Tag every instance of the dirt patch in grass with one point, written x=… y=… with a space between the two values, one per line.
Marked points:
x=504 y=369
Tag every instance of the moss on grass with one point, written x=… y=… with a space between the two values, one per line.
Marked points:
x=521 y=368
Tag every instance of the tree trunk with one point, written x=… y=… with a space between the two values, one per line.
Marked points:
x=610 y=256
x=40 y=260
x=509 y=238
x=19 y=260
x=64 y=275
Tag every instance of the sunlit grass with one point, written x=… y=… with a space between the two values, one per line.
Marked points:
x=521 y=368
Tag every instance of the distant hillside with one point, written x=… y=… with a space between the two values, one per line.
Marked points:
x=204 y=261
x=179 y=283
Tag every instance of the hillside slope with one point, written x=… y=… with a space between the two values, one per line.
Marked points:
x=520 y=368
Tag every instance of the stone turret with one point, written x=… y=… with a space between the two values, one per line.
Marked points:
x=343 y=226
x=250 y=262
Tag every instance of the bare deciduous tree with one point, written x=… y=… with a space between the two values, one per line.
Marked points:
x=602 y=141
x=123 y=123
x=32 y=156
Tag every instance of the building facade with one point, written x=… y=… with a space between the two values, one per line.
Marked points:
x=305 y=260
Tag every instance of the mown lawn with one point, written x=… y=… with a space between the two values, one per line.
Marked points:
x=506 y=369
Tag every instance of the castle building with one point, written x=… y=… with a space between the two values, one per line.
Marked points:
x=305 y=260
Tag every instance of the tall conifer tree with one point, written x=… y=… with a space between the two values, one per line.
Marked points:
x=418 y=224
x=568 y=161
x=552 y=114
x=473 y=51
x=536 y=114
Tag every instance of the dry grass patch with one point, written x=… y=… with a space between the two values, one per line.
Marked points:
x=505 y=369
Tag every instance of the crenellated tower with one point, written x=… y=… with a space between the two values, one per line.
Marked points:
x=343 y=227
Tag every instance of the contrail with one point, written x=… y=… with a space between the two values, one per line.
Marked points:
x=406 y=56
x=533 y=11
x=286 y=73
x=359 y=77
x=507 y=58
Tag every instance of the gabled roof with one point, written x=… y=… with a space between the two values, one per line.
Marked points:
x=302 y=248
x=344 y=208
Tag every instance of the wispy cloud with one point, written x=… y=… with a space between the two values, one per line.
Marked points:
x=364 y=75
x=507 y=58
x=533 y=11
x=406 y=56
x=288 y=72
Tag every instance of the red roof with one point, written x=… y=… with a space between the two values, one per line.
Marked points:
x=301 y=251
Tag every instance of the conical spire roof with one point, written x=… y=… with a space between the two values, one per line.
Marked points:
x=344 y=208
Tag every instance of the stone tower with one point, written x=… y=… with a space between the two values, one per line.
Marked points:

WHAT THE TASK REQUIRES — Copy whichever lines in the listing above hold "stone".

OUTPUT FOR THIS EXERCISE —
Tag every instance of the stone turret with one point, written x=… y=… with a space between the two values, one per line.
Tag every instance of the stone tower with one point, written x=… y=… with a space between the two values, one per line.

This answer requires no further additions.